───── RECORDS SUPPLIED
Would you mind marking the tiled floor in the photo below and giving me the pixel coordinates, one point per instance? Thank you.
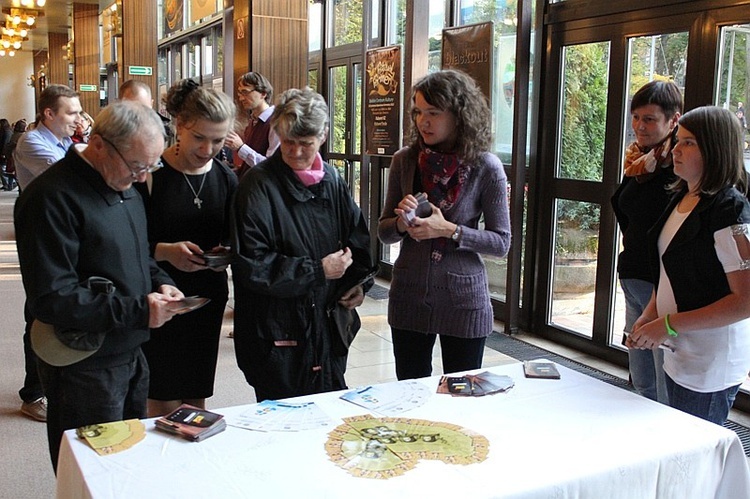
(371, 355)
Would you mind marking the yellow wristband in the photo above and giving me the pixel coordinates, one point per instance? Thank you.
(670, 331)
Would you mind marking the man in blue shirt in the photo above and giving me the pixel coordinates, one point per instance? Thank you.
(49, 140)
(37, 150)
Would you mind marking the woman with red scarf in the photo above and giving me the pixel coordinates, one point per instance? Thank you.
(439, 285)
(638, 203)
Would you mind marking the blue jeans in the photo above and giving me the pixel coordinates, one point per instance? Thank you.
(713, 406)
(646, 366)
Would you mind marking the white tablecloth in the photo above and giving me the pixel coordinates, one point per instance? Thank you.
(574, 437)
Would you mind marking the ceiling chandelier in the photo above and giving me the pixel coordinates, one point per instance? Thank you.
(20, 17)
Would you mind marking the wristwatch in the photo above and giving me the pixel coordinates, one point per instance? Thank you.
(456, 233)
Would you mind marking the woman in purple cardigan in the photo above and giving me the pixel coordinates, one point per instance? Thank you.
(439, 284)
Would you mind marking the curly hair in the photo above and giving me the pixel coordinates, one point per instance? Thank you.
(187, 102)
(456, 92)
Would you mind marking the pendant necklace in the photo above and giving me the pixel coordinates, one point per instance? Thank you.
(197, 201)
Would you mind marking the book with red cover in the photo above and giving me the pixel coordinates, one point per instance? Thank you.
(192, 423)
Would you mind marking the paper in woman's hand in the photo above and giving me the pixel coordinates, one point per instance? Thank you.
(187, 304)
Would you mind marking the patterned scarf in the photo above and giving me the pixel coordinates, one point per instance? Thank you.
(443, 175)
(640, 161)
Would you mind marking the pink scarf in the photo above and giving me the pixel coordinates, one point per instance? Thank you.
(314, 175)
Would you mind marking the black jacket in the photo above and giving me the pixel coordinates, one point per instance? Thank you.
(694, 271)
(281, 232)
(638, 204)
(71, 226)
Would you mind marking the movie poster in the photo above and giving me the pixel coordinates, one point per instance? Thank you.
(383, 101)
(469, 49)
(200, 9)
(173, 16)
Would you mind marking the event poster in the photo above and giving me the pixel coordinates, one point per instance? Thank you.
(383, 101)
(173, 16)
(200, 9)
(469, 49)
──────────
───── RECORDS SUPPLIED
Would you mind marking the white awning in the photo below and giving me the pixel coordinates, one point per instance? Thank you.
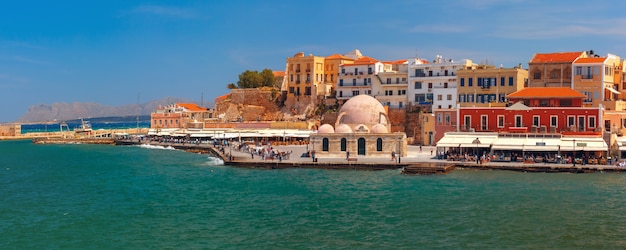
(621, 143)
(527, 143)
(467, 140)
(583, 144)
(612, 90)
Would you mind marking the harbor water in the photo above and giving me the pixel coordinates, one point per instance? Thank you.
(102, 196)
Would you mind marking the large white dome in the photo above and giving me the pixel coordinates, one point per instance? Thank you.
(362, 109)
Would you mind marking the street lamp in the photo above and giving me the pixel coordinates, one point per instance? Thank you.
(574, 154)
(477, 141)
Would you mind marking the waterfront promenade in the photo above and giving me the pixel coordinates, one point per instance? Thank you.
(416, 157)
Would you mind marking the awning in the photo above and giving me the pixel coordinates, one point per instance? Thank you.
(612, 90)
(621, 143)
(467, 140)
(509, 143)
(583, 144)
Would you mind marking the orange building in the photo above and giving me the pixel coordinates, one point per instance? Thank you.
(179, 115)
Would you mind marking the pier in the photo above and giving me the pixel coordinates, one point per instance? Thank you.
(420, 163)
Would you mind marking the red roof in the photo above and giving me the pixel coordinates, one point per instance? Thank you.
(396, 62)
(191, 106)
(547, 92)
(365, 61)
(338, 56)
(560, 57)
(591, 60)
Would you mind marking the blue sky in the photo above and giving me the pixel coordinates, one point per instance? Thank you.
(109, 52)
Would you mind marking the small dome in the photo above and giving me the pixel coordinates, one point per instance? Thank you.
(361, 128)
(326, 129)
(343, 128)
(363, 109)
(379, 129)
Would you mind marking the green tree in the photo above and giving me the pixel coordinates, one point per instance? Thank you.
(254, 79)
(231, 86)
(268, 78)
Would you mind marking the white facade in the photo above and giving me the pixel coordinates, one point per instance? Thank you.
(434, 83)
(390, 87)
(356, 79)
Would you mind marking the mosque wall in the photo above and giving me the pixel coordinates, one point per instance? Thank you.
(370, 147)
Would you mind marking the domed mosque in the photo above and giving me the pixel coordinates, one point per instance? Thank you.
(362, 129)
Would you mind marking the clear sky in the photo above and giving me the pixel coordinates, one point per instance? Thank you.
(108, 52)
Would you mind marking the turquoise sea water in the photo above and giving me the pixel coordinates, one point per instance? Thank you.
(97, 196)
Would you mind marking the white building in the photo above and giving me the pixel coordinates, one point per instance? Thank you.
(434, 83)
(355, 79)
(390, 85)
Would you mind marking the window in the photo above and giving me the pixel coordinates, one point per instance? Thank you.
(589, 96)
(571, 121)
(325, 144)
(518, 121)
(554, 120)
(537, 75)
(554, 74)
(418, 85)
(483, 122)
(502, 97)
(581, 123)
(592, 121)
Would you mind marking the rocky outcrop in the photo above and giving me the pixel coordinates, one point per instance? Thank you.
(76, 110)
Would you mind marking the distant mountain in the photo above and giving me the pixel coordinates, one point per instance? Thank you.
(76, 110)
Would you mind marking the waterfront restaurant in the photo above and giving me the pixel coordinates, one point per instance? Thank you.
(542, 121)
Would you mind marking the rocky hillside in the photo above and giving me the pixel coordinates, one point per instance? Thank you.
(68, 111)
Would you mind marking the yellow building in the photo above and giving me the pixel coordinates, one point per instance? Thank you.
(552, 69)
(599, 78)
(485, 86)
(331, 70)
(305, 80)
──────────
-- WORK TO BE COMPLETED --
Pull out every row in the two blocks above that contains the word "waterfront", matching case exactly.

-- EXERCISE RESULT --
Would you mind marking the waterfront promenade in the photo above and giving me the pixel coordinates, one point per instance? Thank you.
Would you mind marking the waterfront restaurant in the photo above and giving me the pixel coordinates, one point per instance? Thank you.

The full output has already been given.